**EXERCISE TEXT:**
···

A new study from Children’s Health Watch – a division of Boston Medical Center – shows that the cost of hunger and food insecurity in Massachusetts totals $2.4 billion a year.
Food insecurity is defined as a household’s limited or uncertain access to adequate food. Children’s Health Watch determined, based on U.S. Department of Agriculture figures, that an average of 10.3% of Massachusetts households experienced food insecurity between 2014 and 2016. Then, using existing research and studies, the researchers tracked the strong correlation between food insecurity and healthcare outcomes relating to inpatient hospital stays, depression, anemia, obesity, among many other conditions. Factoring in other costs, such as lost work time due to depression attributable to food insecurity, Children’s Health Watch reached a total cost to the state of $2.4 billion in 2016. The report’s main researchers were John T. Cook, PhD, MAEd and Ana Poblacion, PhD, MScs.
, which was sponsored by The Greater Boston Food Bank, was presented at a State House event last Tuesday. At that event, Kate Walsh, the CEO of Boston Medical Center and MHA’s current board chairwoman, told the State House News Service that BMC regularly asks its patients about their access to healthy food.
"We think of food as medicine," she said.
The study lays out a series of policy recommendations to alleviate the problem, from encouraging providers to regularly screen patients about food insecurity to creating a common application for MassHealth and the Supplemental Nutrition Assistance Program (SNAP) to ensure low-income individuals and families applying for health insurance also have access to food assistance.
“If we make a commitment to improving food security across our commonwealth, and follow through with sustained actions, children and their families will become healthier and perform better at school and in their workplace, seniors will be able to remain at home and maintain their well-being, the economy will experience an increase in productivity, and healthcare costs will decrease substantially,” the report concludes.

···

**WHAT THE EXERCISE ASKS:**
Name every person identified in the text on the cost of hunger in Massachusetts.

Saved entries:

···

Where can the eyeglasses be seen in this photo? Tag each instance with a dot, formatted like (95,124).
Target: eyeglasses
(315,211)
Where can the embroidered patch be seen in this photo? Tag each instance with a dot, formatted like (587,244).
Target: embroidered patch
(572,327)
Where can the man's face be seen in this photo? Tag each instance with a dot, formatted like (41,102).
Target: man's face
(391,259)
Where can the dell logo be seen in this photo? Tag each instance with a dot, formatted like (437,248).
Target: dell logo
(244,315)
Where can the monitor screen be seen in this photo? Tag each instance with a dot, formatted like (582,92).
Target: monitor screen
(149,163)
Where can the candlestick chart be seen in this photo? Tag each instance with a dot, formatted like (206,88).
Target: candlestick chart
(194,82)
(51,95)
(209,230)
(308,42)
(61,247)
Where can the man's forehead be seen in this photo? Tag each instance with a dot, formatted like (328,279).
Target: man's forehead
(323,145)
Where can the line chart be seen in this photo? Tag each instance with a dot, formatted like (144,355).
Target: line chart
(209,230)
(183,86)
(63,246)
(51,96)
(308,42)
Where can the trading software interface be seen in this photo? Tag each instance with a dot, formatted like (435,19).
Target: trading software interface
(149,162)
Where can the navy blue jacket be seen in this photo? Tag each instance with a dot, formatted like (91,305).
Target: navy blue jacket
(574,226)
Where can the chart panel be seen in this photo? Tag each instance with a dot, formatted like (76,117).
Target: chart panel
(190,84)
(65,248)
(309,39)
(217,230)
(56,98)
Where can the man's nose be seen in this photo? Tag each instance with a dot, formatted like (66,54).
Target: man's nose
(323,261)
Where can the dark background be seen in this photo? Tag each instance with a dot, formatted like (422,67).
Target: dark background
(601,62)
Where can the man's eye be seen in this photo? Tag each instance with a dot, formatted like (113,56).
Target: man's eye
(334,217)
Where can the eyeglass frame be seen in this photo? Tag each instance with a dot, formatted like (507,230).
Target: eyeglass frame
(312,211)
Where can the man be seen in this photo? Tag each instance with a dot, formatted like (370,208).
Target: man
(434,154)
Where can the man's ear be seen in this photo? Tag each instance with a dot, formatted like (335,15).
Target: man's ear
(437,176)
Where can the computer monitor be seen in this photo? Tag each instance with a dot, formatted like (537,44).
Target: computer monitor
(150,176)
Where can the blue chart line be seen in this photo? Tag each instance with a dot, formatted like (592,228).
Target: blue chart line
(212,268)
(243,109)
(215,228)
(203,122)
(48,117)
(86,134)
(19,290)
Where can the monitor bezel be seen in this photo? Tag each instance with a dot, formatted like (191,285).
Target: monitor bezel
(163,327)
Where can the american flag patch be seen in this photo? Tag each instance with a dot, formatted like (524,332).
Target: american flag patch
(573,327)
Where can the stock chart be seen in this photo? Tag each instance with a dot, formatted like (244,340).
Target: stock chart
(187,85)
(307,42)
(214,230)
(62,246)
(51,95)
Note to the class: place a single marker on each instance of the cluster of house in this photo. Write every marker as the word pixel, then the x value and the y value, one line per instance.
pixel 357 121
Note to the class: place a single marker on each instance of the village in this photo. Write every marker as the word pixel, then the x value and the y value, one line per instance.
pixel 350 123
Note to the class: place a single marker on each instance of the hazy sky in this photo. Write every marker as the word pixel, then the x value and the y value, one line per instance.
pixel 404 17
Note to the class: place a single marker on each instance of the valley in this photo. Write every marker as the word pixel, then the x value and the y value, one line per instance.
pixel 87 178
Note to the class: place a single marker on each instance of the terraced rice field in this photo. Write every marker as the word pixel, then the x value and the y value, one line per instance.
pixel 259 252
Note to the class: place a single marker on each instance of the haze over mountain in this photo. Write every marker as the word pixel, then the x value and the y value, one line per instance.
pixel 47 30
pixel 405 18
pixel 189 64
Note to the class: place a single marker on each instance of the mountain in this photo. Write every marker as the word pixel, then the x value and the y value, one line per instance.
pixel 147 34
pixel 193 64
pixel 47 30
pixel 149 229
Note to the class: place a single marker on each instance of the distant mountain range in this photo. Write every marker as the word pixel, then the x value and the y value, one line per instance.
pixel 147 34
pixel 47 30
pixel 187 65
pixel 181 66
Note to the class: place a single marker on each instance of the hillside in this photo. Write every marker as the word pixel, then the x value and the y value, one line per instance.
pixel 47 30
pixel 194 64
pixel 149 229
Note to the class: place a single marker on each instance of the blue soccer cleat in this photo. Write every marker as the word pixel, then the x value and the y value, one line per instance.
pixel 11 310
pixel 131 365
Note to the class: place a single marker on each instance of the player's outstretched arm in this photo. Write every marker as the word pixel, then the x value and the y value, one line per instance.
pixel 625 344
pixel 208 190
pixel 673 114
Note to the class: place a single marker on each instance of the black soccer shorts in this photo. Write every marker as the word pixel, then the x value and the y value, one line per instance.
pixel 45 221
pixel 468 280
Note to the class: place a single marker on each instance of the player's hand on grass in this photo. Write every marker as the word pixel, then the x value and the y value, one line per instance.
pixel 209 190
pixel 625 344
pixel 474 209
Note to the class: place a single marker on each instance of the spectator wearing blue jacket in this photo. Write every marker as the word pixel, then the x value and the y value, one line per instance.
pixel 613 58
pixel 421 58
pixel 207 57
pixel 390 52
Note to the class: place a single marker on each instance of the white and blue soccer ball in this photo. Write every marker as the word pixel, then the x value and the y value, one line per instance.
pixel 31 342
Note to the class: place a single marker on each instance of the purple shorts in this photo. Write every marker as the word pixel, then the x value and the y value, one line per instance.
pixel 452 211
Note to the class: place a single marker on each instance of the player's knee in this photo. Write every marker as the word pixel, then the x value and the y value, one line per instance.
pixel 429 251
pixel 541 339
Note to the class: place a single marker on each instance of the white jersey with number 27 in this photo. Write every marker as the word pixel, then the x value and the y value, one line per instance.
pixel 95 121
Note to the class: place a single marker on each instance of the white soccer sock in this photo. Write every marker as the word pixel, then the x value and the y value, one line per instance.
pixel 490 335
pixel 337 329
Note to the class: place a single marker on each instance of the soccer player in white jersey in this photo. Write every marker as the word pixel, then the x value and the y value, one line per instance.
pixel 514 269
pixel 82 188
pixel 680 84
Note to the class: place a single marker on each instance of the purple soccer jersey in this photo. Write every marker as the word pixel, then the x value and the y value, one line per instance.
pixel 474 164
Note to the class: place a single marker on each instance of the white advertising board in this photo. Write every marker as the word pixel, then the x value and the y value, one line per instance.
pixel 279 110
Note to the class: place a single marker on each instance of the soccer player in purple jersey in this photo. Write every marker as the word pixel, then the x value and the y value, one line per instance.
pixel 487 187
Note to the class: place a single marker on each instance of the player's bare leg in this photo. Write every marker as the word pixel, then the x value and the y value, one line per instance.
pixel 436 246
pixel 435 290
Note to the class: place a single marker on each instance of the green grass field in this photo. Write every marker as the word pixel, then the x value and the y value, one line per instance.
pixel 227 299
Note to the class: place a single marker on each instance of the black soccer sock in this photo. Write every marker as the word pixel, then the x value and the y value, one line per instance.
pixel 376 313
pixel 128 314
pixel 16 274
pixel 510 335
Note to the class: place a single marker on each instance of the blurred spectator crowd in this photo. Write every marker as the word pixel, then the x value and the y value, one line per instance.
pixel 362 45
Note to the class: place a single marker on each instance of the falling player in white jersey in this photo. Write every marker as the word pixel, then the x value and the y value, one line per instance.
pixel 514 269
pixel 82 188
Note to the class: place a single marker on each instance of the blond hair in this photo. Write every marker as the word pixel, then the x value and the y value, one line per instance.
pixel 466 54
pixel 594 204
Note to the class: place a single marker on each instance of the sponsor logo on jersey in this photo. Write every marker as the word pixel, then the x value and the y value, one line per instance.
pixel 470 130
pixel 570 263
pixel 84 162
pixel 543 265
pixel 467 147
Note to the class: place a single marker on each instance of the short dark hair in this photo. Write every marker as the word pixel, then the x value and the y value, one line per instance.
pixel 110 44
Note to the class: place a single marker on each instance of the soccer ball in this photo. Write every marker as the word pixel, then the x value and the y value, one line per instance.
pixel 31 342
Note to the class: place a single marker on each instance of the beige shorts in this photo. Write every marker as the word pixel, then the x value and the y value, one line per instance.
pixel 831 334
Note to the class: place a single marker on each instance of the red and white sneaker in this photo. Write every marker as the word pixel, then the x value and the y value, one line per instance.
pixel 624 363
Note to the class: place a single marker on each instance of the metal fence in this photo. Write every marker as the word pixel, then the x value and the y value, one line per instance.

···

**FINISHED EXERCISE:**
John T. Cook, Ana Poblacion, Kate Walsh